Task goal: Each line of the records below that holds "chandelier" should be returned.

Collected data
=====

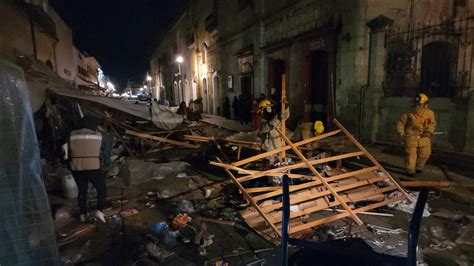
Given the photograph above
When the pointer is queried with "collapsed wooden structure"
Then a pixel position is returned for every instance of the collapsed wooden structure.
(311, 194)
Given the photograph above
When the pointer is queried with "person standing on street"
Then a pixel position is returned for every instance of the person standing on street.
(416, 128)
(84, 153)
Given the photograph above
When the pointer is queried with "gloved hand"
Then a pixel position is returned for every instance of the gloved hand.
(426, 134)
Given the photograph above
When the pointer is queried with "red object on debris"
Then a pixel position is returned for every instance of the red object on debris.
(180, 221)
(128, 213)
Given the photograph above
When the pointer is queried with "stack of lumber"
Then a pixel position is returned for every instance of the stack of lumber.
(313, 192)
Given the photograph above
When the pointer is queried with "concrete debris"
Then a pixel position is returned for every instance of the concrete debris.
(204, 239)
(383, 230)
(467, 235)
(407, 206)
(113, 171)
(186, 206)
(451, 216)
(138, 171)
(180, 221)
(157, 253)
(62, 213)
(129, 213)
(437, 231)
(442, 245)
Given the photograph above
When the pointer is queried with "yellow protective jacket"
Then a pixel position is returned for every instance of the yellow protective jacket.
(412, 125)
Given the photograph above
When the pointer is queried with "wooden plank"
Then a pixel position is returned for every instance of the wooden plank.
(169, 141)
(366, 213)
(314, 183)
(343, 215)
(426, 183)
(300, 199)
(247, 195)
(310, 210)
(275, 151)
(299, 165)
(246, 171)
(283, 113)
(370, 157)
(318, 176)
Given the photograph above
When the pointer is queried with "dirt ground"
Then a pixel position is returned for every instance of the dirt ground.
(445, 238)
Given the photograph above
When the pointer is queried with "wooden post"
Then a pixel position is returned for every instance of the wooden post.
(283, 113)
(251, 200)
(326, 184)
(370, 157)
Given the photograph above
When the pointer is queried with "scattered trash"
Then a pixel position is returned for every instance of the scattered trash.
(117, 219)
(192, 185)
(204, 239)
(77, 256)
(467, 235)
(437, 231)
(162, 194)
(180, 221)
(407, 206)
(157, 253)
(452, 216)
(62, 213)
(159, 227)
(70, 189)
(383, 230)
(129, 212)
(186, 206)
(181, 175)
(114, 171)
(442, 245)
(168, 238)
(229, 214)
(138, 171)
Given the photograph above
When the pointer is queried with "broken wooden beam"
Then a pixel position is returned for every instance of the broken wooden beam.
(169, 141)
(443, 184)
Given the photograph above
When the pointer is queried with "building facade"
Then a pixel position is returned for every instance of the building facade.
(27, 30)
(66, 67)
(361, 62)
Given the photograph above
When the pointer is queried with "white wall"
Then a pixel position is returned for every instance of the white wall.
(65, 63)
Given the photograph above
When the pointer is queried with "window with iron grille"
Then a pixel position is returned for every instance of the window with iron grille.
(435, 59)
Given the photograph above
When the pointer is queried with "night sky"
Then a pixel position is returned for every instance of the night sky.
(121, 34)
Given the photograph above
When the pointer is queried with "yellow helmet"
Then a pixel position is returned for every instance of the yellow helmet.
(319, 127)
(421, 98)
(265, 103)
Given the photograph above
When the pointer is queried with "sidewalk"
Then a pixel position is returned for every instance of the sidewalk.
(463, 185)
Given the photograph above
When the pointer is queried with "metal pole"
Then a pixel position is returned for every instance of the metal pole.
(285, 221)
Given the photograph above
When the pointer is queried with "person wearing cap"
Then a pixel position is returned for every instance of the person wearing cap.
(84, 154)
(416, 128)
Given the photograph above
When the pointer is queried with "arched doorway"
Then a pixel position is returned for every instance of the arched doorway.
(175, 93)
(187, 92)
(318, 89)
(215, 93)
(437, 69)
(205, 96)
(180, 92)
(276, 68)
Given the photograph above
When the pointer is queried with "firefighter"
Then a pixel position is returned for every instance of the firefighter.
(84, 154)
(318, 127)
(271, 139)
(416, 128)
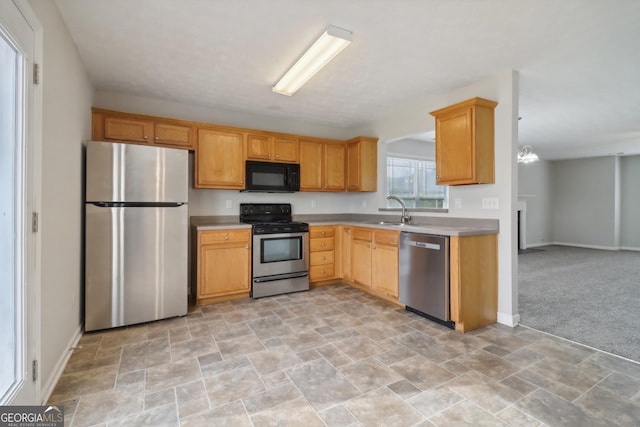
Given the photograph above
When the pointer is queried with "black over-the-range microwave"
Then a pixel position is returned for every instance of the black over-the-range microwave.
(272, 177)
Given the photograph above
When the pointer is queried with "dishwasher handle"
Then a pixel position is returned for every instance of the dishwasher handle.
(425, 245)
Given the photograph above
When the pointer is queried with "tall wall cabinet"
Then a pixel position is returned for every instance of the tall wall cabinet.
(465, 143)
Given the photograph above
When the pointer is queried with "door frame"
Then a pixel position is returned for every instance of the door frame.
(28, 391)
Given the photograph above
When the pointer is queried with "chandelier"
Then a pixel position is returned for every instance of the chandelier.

=====

Worked solution:
When the pointer is queried with "chandelier"
Then a pixel position is returned for every instance of the chandelier.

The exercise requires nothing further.